* _STATED GOAL A_
Pick out every line of the records below that contains the string "grass", copying each such line in full. Case counts.

* _DOCUMENT SECTION_

** START **

Another object of the invention is to provide a "self-terminating" coaxial cable connector that does not require an adapter to be coupled with a standard connector.
Another object of the invention is to provide a "self-terminating" coaxial cable connector that may be easily connected to a mating male connector and provides a simple method of self-terminating the connection when the mating male connector is removed.
The above and further objects of the invention are achieved through the provision of an apparatus that is mounted external to a coaxial cable connector and that acts to "terminate" the connector. The "terminating" apparatus is mounted proximate to the cable jack, such as to the wall plate, and includes a terminating circuit that approaches the characteristic impedance of the coaxial cable and connector. The terminating circuit can be manually placed in a position to contact the coaxial connector, and is structured to electrically couple and provide a terminating resistance between the central coaxial conductor and the cylindrical conductive housing of the coaxial connector.

** END **

* _DATASET_
** START **

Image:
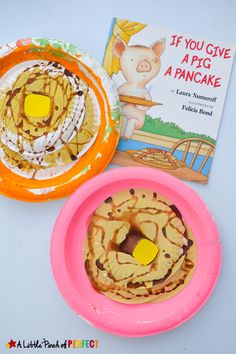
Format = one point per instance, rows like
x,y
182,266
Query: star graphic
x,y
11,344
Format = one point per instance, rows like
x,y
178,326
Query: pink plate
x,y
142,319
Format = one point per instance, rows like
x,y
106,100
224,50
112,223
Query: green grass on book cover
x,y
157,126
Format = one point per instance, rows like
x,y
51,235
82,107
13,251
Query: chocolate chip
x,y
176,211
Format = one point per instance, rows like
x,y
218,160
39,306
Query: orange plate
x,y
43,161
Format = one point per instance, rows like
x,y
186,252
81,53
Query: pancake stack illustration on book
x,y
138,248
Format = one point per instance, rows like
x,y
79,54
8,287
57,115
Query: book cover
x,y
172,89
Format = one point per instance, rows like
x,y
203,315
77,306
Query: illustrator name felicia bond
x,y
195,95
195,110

** END **
** START **

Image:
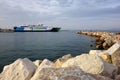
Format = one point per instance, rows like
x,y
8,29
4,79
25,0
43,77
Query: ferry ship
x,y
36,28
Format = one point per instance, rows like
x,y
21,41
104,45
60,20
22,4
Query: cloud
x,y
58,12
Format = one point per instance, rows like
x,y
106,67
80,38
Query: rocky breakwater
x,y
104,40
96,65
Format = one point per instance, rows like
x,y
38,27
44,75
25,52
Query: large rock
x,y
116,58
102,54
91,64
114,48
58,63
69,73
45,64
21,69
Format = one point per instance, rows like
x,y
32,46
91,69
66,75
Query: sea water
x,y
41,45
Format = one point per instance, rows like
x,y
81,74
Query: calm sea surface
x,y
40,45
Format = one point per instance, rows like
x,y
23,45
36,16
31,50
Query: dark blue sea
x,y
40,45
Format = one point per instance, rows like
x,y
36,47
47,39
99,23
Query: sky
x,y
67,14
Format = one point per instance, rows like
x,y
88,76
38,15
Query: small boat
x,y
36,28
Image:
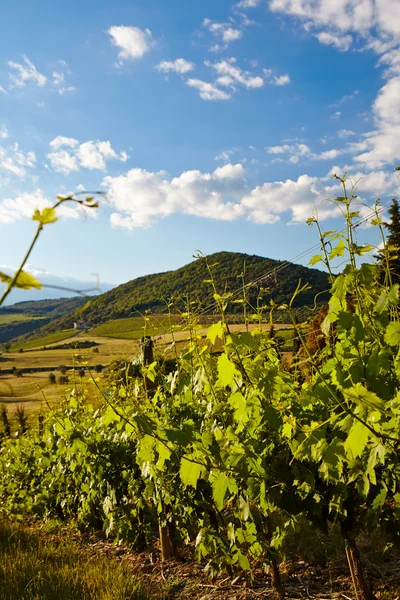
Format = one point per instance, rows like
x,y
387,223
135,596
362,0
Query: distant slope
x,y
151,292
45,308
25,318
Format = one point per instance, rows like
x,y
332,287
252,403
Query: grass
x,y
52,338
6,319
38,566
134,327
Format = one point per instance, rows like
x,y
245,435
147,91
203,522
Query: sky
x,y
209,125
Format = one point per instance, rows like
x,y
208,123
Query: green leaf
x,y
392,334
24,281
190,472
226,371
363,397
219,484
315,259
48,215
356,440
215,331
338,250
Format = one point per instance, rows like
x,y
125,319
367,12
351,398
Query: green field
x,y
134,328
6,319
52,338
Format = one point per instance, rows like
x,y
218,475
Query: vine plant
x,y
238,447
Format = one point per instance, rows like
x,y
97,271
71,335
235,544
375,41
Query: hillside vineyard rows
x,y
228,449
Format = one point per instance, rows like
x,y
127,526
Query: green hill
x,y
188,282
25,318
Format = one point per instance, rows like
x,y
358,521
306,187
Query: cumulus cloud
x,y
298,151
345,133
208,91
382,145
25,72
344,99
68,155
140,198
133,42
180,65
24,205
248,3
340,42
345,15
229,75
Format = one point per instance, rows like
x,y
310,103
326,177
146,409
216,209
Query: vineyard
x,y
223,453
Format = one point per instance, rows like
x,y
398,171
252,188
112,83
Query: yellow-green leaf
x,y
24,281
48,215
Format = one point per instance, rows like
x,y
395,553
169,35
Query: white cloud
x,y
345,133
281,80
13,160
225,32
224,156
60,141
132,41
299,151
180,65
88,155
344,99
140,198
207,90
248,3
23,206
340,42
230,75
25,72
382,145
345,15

** END **

* _STATED GOAL B_
Repeat, word for word, the portion of the coaxial connector passage starting with "The above and" and going on through "the coaxial connector.".

* _FINAL ANSWER A_
Query: green grass on book cover
Query: grass

* _FINAL ANSWER B_
The above and further objects of the invention are achieved through the provision of an apparatus that is mounted external to a coaxial cable connector and that acts to "terminate" the connector. The "terminating" apparatus is mounted proximate to the cable jack, such as to the wall plate, and includes a terminating circuit that approaches the characteristic impedance of the coaxial cable and connector. The terminating circuit can be manually placed in a position to contact the coaxial connector, and is structured to electrically couple and provide a terminating resistance between the central coaxial conductor and the cylindrical conductive housing of the coaxial connector.